-- start --
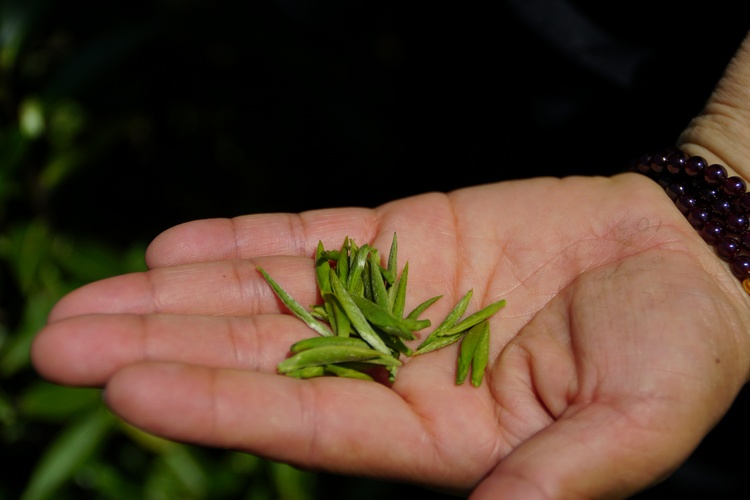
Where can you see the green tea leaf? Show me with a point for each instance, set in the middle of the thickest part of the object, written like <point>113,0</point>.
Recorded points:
<point>295,306</point>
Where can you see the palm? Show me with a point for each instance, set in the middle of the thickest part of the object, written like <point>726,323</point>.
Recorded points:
<point>604,282</point>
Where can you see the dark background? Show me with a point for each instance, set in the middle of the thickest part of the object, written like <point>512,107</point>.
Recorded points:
<point>195,109</point>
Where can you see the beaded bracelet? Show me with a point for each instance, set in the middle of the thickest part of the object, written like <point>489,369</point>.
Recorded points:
<point>714,203</point>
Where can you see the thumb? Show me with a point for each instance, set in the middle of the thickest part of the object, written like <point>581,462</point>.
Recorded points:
<point>601,451</point>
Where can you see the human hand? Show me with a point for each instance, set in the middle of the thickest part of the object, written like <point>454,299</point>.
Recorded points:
<point>622,344</point>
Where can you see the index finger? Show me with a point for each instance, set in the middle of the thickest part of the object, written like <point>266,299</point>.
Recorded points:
<point>250,236</point>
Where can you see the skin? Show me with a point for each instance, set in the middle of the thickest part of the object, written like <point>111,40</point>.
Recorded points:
<point>623,342</point>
-- end --
### WHAT YOU HAVE TO DO:
Write out every line of the records above as a JSON list of strings, one string per line, skipping blank lines and leaving out the pictures.

### SOLVED PROBLEM:
[
  "Where can you see the green tea leaf? Show me with a point for each instance, set in the middle of the thickest part of the object, written like <point>113,0</point>.",
  "Recorded points:",
  "<point>295,306</point>",
  "Where can you see the palm? Show me with a point for each instance, set in the middle of the thickest part of the object, written like <point>726,323</point>.",
  "Recorded points:",
  "<point>604,282</point>",
  "Where can you see the dark background? Show me with a point for each instance, set in the middle of the thickest part of the object, written like <point>512,107</point>.",
  "Recorded points:",
  "<point>195,109</point>",
  "Where can you see the beaded bracelet? Show me with a point for each instance, set in the middle of the thickest part of the object, written like <point>489,369</point>.",
  "Recorded points:",
  "<point>714,203</point>",
  "Where can you see the thumb? Show me with a point for each instance, set in the middle of the thickest part of the object, written like <point>581,462</point>.",
  "Recorded points:",
  "<point>601,451</point>",
  "Where can you see the human hand? Show me with a point for each instance, set in the middle of the thickest part of the object, written like <point>454,299</point>.",
  "Recorded points:",
  "<point>622,344</point>",
  "Where can you see the index finger? Show me with a point for each instance, set in the middle of the thickest part of the object, written like <point>266,299</point>.",
  "Recorded points:",
  "<point>250,236</point>",
  "Where can you see the skin? Show me with a point for each instance, set in the middle of the thickest part of the object, written like <point>111,40</point>.",
  "Recorded points:",
  "<point>623,342</point>"
]